Task to complete | Count the lines below that contain the word "road" and reply with only that number.

begin Input material

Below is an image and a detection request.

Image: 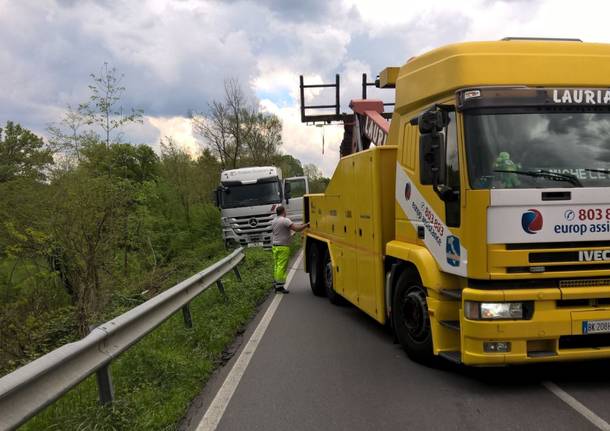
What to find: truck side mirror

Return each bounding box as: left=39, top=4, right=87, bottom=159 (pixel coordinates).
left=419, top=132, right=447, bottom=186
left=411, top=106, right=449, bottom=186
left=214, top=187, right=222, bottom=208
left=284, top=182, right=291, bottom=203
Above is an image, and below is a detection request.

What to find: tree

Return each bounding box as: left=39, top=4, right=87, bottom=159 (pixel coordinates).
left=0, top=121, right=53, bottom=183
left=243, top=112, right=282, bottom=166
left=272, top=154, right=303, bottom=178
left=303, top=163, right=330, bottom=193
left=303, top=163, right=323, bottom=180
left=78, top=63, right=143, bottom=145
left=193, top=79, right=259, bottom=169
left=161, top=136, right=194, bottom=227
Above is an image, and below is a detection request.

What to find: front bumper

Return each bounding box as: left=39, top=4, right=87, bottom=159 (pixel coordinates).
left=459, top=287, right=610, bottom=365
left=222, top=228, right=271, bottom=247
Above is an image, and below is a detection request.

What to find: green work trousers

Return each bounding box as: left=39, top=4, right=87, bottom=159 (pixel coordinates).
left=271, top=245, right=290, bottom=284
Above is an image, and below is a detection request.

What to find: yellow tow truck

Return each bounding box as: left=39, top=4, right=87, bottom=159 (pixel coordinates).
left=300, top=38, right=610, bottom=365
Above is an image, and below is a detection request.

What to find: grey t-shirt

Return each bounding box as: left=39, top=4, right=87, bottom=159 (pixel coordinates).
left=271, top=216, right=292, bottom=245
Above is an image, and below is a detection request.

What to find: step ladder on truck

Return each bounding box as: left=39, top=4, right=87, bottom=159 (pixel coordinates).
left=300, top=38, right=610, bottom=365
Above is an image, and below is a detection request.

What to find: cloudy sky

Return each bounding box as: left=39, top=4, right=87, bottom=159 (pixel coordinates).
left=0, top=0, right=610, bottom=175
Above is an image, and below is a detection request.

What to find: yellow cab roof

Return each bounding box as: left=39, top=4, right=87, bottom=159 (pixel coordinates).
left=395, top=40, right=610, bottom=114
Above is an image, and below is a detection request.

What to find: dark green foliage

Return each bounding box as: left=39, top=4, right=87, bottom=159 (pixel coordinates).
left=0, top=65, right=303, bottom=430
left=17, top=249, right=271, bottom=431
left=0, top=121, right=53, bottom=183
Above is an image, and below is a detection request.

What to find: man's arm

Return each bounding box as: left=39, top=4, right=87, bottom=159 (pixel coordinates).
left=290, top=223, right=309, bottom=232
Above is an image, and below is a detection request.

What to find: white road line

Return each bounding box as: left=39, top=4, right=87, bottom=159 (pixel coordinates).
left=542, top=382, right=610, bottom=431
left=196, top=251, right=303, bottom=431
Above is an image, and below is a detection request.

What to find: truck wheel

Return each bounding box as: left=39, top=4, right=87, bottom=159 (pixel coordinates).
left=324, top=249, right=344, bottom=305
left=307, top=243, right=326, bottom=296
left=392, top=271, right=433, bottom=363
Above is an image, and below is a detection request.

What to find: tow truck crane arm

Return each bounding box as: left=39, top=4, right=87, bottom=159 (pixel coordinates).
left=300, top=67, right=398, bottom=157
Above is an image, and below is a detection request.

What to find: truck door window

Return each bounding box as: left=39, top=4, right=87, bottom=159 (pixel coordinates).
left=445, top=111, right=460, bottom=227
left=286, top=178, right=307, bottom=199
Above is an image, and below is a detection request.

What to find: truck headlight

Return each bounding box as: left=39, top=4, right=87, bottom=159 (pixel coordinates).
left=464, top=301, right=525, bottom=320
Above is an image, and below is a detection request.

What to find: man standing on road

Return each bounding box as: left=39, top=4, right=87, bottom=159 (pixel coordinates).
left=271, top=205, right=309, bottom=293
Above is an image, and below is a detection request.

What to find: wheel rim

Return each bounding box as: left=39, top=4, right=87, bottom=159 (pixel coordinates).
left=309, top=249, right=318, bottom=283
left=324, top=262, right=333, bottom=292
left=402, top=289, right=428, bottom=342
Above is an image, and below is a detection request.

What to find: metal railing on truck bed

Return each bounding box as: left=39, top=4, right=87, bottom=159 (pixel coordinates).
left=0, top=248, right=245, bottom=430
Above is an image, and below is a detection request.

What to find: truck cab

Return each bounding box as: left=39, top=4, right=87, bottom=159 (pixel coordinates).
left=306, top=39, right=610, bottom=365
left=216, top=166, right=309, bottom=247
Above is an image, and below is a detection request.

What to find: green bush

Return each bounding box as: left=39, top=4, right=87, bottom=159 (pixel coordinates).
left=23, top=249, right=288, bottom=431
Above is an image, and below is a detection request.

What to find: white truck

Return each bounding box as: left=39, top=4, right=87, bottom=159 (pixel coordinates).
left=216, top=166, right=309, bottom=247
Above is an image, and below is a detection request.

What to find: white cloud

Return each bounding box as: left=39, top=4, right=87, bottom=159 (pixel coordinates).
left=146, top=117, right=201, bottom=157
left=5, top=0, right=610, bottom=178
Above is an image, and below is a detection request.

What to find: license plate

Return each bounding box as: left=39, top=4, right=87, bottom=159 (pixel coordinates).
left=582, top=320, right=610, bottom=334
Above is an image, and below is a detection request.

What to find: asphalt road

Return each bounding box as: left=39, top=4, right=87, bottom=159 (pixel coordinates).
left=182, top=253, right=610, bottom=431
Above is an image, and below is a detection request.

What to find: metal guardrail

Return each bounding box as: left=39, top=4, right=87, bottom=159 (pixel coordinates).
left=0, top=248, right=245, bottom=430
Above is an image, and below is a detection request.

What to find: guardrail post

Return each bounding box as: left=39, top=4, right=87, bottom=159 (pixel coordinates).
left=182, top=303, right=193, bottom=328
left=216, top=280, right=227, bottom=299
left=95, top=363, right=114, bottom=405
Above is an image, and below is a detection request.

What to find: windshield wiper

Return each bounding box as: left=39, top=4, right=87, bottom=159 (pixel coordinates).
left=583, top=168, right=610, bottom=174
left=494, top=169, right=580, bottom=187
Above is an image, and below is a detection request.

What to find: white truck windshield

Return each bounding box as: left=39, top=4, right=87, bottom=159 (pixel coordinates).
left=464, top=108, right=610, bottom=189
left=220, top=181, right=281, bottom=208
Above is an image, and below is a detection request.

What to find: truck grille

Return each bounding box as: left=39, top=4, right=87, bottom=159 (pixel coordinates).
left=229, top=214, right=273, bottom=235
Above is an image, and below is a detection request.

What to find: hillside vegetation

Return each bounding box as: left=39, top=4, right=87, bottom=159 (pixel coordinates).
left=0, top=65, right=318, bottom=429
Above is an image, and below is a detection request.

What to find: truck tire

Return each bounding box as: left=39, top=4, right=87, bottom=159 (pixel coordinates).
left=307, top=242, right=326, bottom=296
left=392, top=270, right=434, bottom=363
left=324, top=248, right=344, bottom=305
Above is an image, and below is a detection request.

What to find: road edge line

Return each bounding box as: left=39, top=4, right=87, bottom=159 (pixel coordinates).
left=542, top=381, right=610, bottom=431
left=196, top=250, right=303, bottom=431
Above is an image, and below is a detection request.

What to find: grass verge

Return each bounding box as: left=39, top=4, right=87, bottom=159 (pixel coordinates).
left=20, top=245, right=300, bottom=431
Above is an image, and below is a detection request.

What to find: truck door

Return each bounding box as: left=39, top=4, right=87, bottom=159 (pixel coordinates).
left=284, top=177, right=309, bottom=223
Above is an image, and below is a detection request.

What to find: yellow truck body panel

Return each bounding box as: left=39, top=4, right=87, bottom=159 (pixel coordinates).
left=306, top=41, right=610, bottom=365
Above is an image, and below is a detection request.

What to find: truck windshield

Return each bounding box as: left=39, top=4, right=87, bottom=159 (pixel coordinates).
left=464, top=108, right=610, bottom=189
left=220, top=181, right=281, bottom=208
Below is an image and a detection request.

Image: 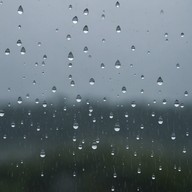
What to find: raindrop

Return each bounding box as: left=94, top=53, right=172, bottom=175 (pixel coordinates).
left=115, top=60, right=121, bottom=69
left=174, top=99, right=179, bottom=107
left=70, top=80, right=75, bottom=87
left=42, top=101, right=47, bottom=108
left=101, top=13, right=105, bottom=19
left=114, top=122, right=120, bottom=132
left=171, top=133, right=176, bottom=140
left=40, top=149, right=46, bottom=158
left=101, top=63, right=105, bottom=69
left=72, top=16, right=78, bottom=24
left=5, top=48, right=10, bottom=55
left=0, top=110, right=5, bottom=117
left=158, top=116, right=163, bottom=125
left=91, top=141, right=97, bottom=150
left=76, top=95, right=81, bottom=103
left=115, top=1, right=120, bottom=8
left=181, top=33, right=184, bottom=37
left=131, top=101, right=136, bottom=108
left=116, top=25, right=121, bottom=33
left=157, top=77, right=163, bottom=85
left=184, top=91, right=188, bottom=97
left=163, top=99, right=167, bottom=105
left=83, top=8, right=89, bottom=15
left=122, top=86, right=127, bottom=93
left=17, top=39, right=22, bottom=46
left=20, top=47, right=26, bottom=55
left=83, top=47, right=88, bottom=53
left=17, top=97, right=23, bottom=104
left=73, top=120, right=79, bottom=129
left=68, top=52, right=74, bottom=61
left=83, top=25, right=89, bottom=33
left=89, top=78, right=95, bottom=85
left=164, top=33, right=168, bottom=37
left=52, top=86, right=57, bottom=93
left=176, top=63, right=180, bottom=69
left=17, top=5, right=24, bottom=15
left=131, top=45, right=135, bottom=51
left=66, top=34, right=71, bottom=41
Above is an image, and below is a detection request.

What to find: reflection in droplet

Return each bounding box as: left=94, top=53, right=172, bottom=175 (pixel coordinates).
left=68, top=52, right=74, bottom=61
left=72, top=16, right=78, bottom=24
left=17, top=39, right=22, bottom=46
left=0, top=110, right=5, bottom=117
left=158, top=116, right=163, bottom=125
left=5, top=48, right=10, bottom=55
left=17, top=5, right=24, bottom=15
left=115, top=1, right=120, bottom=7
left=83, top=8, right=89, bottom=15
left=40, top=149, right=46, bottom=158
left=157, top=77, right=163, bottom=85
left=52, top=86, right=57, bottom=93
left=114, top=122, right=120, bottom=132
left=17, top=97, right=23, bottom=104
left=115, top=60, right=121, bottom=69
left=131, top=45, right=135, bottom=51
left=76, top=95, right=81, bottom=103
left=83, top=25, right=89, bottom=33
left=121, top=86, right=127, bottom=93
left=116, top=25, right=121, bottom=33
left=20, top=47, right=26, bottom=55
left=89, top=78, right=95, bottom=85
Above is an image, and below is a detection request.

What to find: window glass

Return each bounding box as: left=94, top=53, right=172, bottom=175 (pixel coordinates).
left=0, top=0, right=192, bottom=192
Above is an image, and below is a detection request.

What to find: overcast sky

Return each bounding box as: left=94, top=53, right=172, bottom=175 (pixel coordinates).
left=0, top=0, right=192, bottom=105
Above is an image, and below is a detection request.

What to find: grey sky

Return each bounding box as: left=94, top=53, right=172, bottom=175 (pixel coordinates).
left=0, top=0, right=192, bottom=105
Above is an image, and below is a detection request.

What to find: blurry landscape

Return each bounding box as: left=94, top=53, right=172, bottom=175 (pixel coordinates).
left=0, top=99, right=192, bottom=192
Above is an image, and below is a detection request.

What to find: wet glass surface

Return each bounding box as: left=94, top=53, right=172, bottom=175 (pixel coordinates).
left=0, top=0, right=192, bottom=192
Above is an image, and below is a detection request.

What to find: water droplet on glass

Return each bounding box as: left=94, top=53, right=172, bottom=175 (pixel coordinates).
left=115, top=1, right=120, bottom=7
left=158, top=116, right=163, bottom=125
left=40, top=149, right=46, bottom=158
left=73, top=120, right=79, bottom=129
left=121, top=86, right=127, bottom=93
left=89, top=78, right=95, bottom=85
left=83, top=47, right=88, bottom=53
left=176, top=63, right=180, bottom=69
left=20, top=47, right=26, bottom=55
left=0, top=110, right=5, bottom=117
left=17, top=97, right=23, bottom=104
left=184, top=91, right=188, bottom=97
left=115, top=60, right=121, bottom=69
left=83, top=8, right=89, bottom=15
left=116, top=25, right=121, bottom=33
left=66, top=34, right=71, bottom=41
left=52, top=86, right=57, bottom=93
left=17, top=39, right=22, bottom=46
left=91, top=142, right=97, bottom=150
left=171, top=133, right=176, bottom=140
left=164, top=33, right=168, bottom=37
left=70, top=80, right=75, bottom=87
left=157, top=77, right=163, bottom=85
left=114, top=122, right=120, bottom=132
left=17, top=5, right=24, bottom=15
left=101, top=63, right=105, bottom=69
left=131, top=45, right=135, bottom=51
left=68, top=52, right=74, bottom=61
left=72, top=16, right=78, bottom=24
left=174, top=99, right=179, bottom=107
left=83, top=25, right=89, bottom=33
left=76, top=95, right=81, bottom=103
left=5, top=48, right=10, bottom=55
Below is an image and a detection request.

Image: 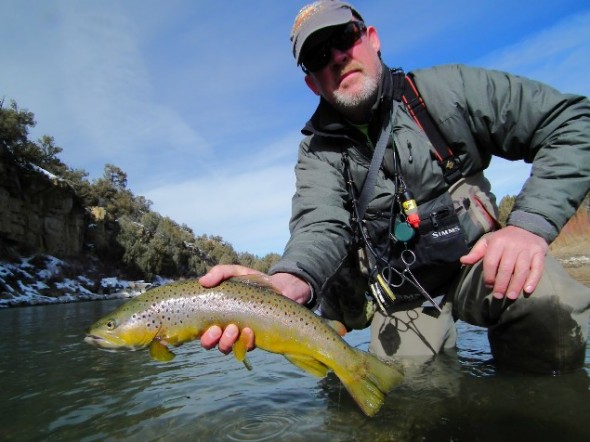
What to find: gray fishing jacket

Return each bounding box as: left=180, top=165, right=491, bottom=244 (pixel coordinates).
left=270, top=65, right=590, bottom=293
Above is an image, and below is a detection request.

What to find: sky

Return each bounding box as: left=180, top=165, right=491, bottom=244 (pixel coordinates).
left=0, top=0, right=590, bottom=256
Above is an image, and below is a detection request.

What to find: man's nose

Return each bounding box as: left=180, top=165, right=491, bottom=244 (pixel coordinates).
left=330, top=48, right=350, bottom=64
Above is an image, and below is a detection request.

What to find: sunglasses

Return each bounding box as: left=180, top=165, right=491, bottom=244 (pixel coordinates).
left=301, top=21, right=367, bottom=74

end Input material

Task solution | 4